Written request: Only the lines from the one containing "query (the noun phrase to segment): tulip bud" to the end of the entries should be written out, each exactly as it stands, both ends included.

——————————

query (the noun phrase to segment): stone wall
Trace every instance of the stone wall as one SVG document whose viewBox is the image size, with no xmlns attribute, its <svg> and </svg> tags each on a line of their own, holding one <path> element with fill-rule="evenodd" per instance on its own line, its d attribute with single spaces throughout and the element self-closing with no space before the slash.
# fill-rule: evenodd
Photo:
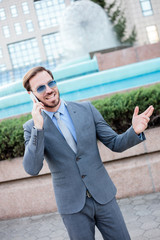
<svg viewBox="0 0 160 240">
<path fill-rule="evenodd" d="M 114 153 L 99 143 L 104 166 L 118 190 L 117 198 L 160 191 L 160 128 L 146 130 L 145 135 L 145 142 L 123 153 Z M 25 173 L 22 158 L 0 161 L 0 173 L 0 219 L 57 210 L 46 162 L 34 177 Z"/>
</svg>

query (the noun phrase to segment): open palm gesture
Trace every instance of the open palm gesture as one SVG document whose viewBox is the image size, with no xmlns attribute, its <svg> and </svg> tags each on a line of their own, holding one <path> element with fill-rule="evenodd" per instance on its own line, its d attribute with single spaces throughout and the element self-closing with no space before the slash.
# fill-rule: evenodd
<svg viewBox="0 0 160 240">
<path fill-rule="evenodd" d="M 148 122 L 150 121 L 150 116 L 152 115 L 153 111 L 153 106 L 149 106 L 143 113 L 138 115 L 139 107 L 135 107 L 132 117 L 132 126 L 137 134 L 140 134 L 147 128 Z"/>
</svg>

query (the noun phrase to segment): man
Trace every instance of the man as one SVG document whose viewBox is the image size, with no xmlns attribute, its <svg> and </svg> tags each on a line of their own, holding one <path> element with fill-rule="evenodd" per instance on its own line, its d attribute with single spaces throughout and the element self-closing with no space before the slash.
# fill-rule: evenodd
<svg viewBox="0 0 160 240">
<path fill-rule="evenodd" d="M 118 135 L 91 103 L 65 103 L 60 99 L 49 70 L 32 68 L 24 76 L 23 85 L 38 99 L 33 100 L 33 119 L 24 124 L 24 168 L 37 175 L 44 158 L 47 161 L 58 210 L 70 239 L 94 240 L 96 225 L 105 240 L 129 240 L 115 199 L 116 188 L 100 159 L 97 139 L 116 152 L 141 143 L 153 107 L 140 115 L 136 107 L 132 127 Z"/>
</svg>

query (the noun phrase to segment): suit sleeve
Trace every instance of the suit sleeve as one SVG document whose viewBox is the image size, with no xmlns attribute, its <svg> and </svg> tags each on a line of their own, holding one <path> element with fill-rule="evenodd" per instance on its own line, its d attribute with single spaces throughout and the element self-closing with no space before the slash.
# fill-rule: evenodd
<svg viewBox="0 0 160 240">
<path fill-rule="evenodd" d="M 23 166 L 30 175 L 38 175 L 44 160 L 44 131 L 24 124 L 25 152 Z"/>
<path fill-rule="evenodd" d="M 92 104 L 90 104 L 90 107 L 95 121 L 97 139 L 112 151 L 123 152 L 146 139 L 144 133 L 141 134 L 140 138 L 133 127 L 122 134 L 117 134 Z"/>
</svg>

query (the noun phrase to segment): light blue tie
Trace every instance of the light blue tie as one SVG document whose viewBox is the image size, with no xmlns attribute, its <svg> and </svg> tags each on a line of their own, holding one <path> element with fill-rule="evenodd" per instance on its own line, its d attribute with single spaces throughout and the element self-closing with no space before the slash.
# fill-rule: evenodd
<svg viewBox="0 0 160 240">
<path fill-rule="evenodd" d="M 76 143 L 74 141 L 74 138 L 71 134 L 71 132 L 69 131 L 69 129 L 67 128 L 67 126 L 65 125 L 64 121 L 61 120 L 60 118 L 60 113 L 56 112 L 54 113 L 54 116 L 57 120 L 58 126 L 64 136 L 64 138 L 66 139 L 66 142 L 68 143 L 68 145 L 72 148 L 72 150 L 76 153 L 77 152 L 77 146 Z"/>
</svg>

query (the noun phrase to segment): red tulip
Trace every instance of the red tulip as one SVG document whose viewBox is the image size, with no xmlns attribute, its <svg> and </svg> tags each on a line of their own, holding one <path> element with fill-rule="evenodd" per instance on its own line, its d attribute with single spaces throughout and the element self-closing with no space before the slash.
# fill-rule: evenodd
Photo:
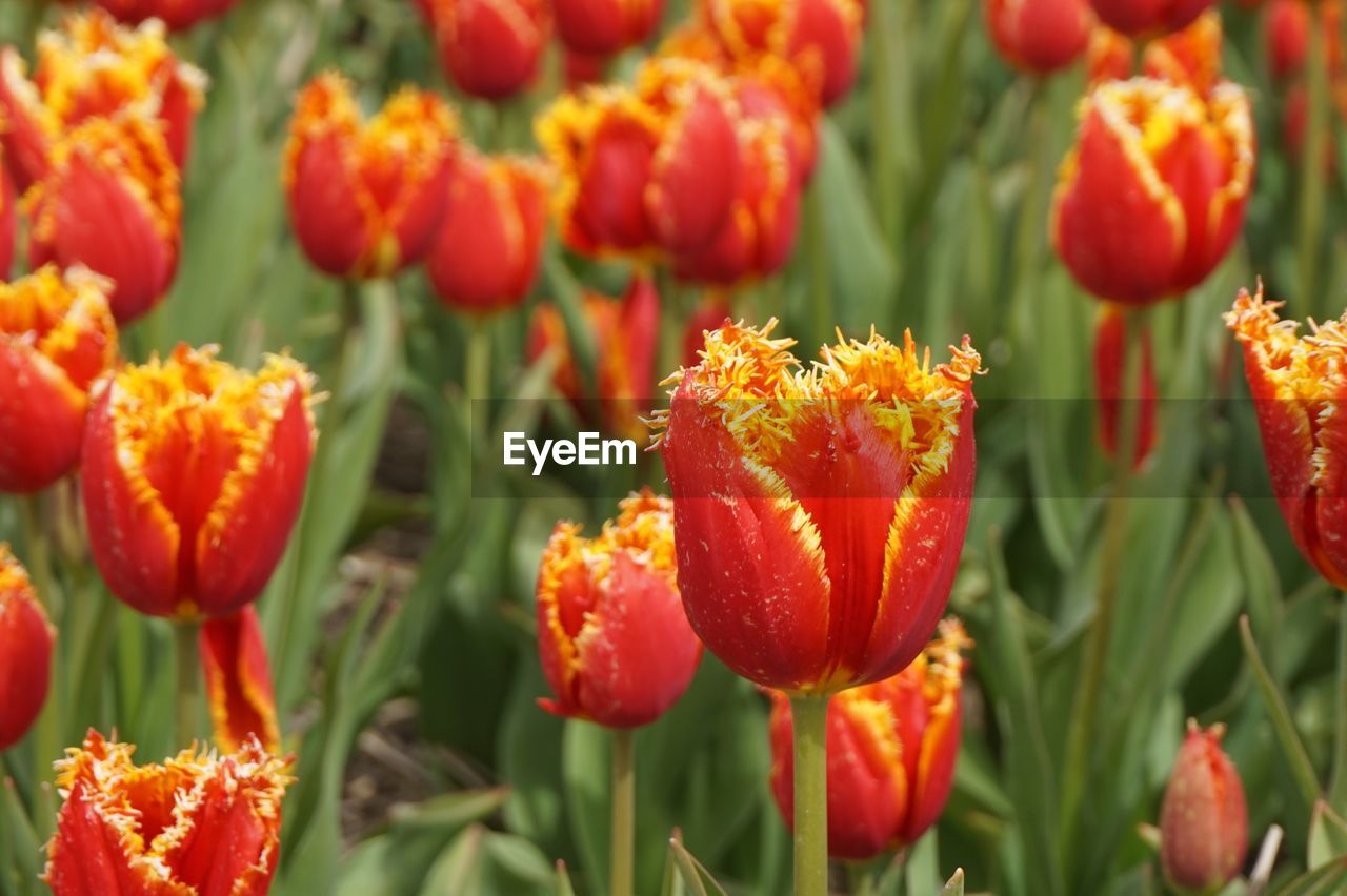
<svg viewBox="0 0 1347 896">
<path fill-rule="evenodd" d="M 426 256 L 440 301 L 490 313 L 517 307 L 537 274 L 547 227 L 547 172 L 517 156 L 459 155 L 445 221 Z"/>
<path fill-rule="evenodd" d="M 1052 74 L 1080 58 L 1094 15 L 1086 0 L 986 0 L 991 40 L 1006 62 Z"/>
<path fill-rule="evenodd" d="M 420 260 L 445 218 L 458 124 L 435 94 L 404 87 L 362 121 L 329 71 L 300 91 L 282 179 L 299 245 L 337 277 L 388 277 Z"/>
<path fill-rule="evenodd" d="M 725 223 L 740 176 L 730 85 L 687 59 L 647 62 L 634 90 L 564 94 L 537 124 L 560 178 L 562 238 L 586 254 L 691 252 Z"/>
<path fill-rule="evenodd" d="M 1052 238 L 1076 281 L 1141 305 L 1200 284 L 1245 219 L 1254 170 L 1249 100 L 1204 101 L 1138 78 L 1095 87 L 1053 196 Z"/>
<path fill-rule="evenodd" d="M 279 752 L 276 692 L 257 611 L 249 604 L 232 616 L 207 619 L 199 639 L 216 745 L 233 753 L 256 739 L 267 752 Z"/>
<path fill-rule="evenodd" d="M 678 596 L 674 513 L 649 490 L 597 538 L 560 522 L 537 572 L 537 651 L 558 716 L 648 725 L 692 682 L 702 642 Z"/>
<path fill-rule="evenodd" d="M 944 611 L 973 496 L 967 340 L 928 366 L 872 334 L 801 371 L 727 324 L 657 418 L 692 628 L 766 687 L 828 694 L 912 662 Z"/>
<path fill-rule="evenodd" d="M 264 896 L 280 857 L 284 761 L 256 740 L 151 766 L 132 752 L 90 731 L 57 763 L 65 805 L 43 874 L 54 896 Z"/>
<path fill-rule="evenodd" d="M 959 755 L 963 659 L 956 620 L 911 666 L 828 704 L 828 854 L 865 861 L 916 842 L 944 811 Z M 795 817 L 791 702 L 772 696 L 772 795 Z"/>
<path fill-rule="evenodd" d="M 158 121 L 174 164 L 187 163 L 206 75 L 179 61 L 163 24 L 117 24 L 102 9 L 67 13 L 38 40 L 30 81 L 13 47 L 0 47 L 0 145 L 19 190 L 47 171 L 53 145 L 93 117 Z"/>
<path fill-rule="evenodd" d="M 119 324 L 154 308 L 178 269 L 182 195 L 160 129 L 141 118 L 89 118 L 67 130 L 24 196 L 34 268 L 85 265 L 112 281 Z"/>
<path fill-rule="evenodd" d="M 271 355 L 251 374 L 179 346 L 110 377 L 84 447 L 89 545 L 108 588 L 152 616 L 237 612 L 299 515 L 313 377 Z"/>
<path fill-rule="evenodd" d="M 1281 303 L 1239 293 L 1226 324 L 1243 346 L 1273 496 L 1300 553 L 1336 588 L 1347 588 L 1347 420 L 1334 413 L 1347 391 L 1347 315 L 1296 338 L 1277 319 Z"/>
<path fill-rule="evenodd" d="M 23 739 L 47 702 L 55 636 L 28 573 L 0 542 L 0 753 Z"/>
<path fill-rule="evenodd" d="M 117 358 L 106 289 L 84 268 L 0 283 L 0 491 L 40 491 L 79 463 L 89 390 Z"/>
<path fill-rule="evenodd" d="M 1245 864 L 1249 809 L 1234 763 L 1220 749 L 1224 725 L 1188 722 L 1160 807 L 1160 864 L 1176 888 L 1215 892 Z"/>
</svg>

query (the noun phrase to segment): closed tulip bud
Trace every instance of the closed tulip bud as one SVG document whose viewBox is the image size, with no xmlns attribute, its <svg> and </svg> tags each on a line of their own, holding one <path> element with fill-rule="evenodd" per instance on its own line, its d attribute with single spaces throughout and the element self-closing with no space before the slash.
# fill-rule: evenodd
<svg viewBox="0 0 1347 896">
<path fill-rule="evenodd" d="M 986 0 L 997 51 L 1016 69 L 1052 74 L 1080 58 L 1094 15 L 1086 0 Z"/>
<path fill-rule="evenodd" d="M 1160 806 L 1160 864 L 1176 888 L 1215 892 L 1239 873 L 1249 848 L 1249 809 L 1234 763 L 1220 749 L 1224 725 L 1188 722 Z"/>
<path fill-rule="evenodd" d="M 828 854 L 865 861 L 913 844 L 936 822 L 959 755 L 963 659 L 971 646 L 956 620 L 892 678 L 843 690 L 828 704 Z M 772 692 L 772 795 L 787 825 L 791 702 Z"/>
<path fill-rule="evenodd" d="M 141 118 L 89 118 L 51 149 L 24 196 L 32 266 L 84 265 L 112 281 L 119 324 L 154 308 L 178 270 L 182 195 L 163 133 Z"/>
<path fill-rule="evenodd" d="M 43 874 L 54 896 L 264 896 L 280 857 L 286 763 L 256 740 L 163 764 L 136 766 L 133 752 L 90 731 L 57 763 L 65 805 Z"/>
<path fill-rule="evenodd" d="M 1090 0 L 1099 20 L 1130 38 L 1185 28 L 1215 0 Z"/>
<path fill-rule="evenodd" d="M 423 0 L 445 73 L 463 93 L 504 100 L 537 75 L 551 27 L 546 0 Z"/>
<path fill-rule="evenodd" d="M 459 155 L 447 211 L 426 256 L 426 273 L 451 308 L 515 308 L 537 274 L 547 227 L 547 171 L 517 156 Z"/>
<path fill-rule="evenodd" d="M 539 118 L 562 238 L 585 254 L 691 252 L 725 223 L 740 176 L 730 85 L 655 58 L 636 89 L 564 94 Z"/>
<path fill-rule="evenodd" d="M 276 692 L 257 611 L 249 604 L 232 616 L 207 619 L 199 640 L 216 747 L 233 753 L 256 739 L 267 752 L 279 752 Z"/>
<path fill-rule="evenodd" d="M 364 121 L 350 82 L 329 71 L 300 91 L 282 179 L 290 219 L 319 270 L 388 277 L 422 258 L 445 218 L 458 124 L 404 87 Z"/>
<path fill-rule="evenodd" d="M 859 0 L 706 0 L 703 11 L 727 55 L 791 61 L 819 85 L 826 106 L 855 82 L 865 24 Z"/>
<path fill-rule="evenodd" d="M 944 611 L 974 479 L 967 340 L 929 366 L 894 346 L 826 347 L 727 324 L 669 378 L 656 416 L 674 492 L 679 591 L 737 674 L 828 694 L 912 662 Z"/>
<path fill-rule="evenodd" d="M 79 463 L 89 390 L 117 358 L 106 289 L 50 265 L 0 283 L 0 491 L 40 491 Z"/>
<path fill-rule="evenodd" d="M 0 753 L 23 739 L 47 701 L 55 636 L 28 573 L 0 542 Z"/>
<path fill-rule="evenodd" d="M 1150 78 L 1096 86 L 1061 164 L 1052 241 L 1100 299 L 1144 305 L 1200 284 L 1239 234 L 1254 171 L 1249 100 Z M 1126 222 L 1122 227 L 1118 222 Z"/>
<path fill-rule="evenodd" d="M 1094 347 L 1094 377 L 1095 398 L 1098 401 L 1098 429 L 1099 444 L 1109 457 L 1118 453 L 1118 437 L 1122 426 L 1122 396 L 1127 396 L 1130 404 L 1136 404 L 1133 417 L 1133 443 L 1137 448 L 1133 453 L 1133 467 L 1141 467 L 1156 447 L 1156 401 L 1158 389 L 1156 386 L 1156 361 L 1150 348 L 1150 330 L 1142 330 L 1141 339 L 1141 366 L 1137 369 L 1134 383 L 1123 389 L 1126 377 L 1126 331 L 1127 309 L 1117 305 L 1105 307 L 1095 328 Z"/>
<path fill-rule="evenodd" d="M 179 346 L 127 366 L 90 410 L 79 486 L 108 588 L 152 616 L 237 612 L 271 577 L 314 449 L 313 377 Z"/>
<path fill-rule="evenodd" d="M 552 9 L 568 50 L 602 57 L 644 43 L 660 23 L 664 0 L 554 0 Z"/>
<path fill-rule="evenodd" d="M 1319 573 L 1347 588 L 1347 315 L 1296 336 L 1281 303 L 1241 292 L 1226 324 L 1243 347 L 1273 496 Z"/>
<path fill-rule="evenodd" d="M 548 712 L 607 728 L 648 725 L 692 682 L 702 642 L 678 595 L 674 509 L 649 490 L 595 538 L 556 525 L 537 572 L 537 651 Z"/>
<path fill-rule="evenodd" d="M 53 145 L 93 117 L 159 122 L 178 168 L 187 164 L 206 75 L 178 59 L 163 23 L 127 28 L 102 9 L 70 13 L 38 38 L 30 81 L 13 47 L 0 47 L 0 145 L 19 190 L 47 171 Z"/>
</svg>

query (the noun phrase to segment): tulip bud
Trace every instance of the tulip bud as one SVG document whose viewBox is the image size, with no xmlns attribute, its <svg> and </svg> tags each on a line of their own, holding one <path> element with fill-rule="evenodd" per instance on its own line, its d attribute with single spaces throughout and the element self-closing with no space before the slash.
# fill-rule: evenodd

——————————

Result below:
query (the noun phrase to segment): tulip bud
Trace every instance of the tulip bud as one SVG document whose viewBox is the image size, with no xmlns attribute, its <svg> and </svg> tags each on a line of their own, holding one <path> element with fill-rule="evenodd" per instance on its own line, its d attribute with single spaces throughout and the element self-closing with no space before the slash.
# fill-rule: evenodd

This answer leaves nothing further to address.